C'était juré
–croix de bois, croix de fer etc.—plus jamais je n'achèterai le journal (sauf les magazines de musique rock,
cinéma, horlogerie, trains américains, galipettes en quadrichromie, ventes aux enchères etc., qui ne sont pas des journaux).
Mais des
allusions insistantes, des références troublantes, des renvois à des textes qui
m'étaient inaccessibles ont provoqué en moi un malaise, un sentiment
d'inculture dont la persistance devint violence, si bien que je trahis mon
serment et acquis auprès d'un libraire flamand non pas un, mais deux numéros (
quitte à être parjure, autant l'être avec faste) du Mercure galant , portant les dates de juin 1697 et novembre 1698.

Enregistrements conservés
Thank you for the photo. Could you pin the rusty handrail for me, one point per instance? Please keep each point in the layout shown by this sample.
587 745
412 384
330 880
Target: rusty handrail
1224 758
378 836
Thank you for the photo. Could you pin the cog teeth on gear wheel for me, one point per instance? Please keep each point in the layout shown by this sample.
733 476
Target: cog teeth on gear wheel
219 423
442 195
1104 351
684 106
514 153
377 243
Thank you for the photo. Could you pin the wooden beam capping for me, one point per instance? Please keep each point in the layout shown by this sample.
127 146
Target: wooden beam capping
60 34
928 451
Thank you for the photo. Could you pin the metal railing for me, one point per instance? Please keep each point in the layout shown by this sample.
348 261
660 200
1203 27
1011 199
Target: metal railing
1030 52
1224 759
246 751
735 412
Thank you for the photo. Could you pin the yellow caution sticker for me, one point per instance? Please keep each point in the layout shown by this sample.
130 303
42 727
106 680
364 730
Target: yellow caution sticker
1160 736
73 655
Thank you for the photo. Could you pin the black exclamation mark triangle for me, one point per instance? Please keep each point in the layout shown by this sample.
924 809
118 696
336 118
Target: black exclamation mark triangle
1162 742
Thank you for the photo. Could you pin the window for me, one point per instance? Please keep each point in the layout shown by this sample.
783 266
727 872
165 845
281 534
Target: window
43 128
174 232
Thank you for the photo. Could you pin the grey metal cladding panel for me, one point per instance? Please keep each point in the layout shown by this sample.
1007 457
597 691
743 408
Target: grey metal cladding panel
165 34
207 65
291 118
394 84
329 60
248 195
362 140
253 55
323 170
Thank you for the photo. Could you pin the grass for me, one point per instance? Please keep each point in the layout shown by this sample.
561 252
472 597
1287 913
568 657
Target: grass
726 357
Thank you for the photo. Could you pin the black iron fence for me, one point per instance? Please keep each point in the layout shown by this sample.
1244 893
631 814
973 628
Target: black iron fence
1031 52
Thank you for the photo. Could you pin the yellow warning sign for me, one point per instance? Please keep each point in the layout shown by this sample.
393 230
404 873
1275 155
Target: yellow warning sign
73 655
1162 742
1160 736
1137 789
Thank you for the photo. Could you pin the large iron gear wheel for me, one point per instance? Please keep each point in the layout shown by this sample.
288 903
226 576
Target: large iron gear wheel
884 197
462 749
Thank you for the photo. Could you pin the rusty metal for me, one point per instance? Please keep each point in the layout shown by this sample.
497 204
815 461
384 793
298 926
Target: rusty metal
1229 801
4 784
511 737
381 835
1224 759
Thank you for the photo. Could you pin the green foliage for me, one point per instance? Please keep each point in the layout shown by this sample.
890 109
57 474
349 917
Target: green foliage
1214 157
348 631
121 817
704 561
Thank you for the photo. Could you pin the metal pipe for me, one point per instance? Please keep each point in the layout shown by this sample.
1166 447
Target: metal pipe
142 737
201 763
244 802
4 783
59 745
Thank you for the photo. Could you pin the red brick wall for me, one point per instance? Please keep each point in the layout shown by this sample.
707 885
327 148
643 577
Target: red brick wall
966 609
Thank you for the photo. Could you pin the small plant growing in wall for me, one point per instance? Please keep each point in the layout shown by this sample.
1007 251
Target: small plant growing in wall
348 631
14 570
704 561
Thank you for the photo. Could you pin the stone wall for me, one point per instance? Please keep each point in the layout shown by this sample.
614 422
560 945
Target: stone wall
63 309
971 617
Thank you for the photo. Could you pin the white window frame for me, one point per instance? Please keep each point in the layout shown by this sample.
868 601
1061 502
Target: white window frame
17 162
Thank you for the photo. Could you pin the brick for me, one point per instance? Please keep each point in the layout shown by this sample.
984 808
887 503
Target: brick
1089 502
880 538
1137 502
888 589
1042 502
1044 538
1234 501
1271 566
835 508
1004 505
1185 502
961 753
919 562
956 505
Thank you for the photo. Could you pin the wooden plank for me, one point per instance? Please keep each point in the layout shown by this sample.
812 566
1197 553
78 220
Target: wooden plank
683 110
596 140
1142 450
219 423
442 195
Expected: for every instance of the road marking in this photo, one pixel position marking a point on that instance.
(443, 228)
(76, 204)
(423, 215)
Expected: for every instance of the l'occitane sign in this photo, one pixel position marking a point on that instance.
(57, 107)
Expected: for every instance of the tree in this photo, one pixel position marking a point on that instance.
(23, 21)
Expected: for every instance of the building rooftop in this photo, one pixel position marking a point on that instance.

### EXERCICE ÉCRIT 1
Dans le récit du serment rompu, quelles dates portent les deux numéros du Mercure galant qui sont achetés ?
### EXERCICE ÉCRIT 2
Poursuivez le récit du serment rompu à la suite de sa dernière phrase.
Les enregistrements n'ont aucun rôle à jouer ici.

### RÉPONSE FINALE 1
Juin 1697 et novembre 1698.

### RÉPONSE FINALE 2
Ce journal,
dédié à Monseigneur le Dauphin, parut , avec privilège, de 1672 à 1724,
d'abord trimestriel et , très vite, mensuel.
Son
éditeur, le libraire Michel Brunet, sis Grande
Salle du Palais [de Justice, à Paris], précise dans un Avis que le Mercure est toujours imprimé au début de chaque mois.
Pour les abonnés qui habitent à la Campagne, les envois se font avant la mise
en vente, mais "comme ils seront plusieurs jours en chemin, Paris ne
laissera pas d'avoir le Mercure longtemps avant qu'il soit arrivé dans les
Villes éloignées, mais aussi les Villes ne le recevront pas si tard qu'elles
faisoient auparavant." Ainsi, la capitale et la Cour conservent la primeur
de l'information, sans que les provinciaux soient trop désavantagés.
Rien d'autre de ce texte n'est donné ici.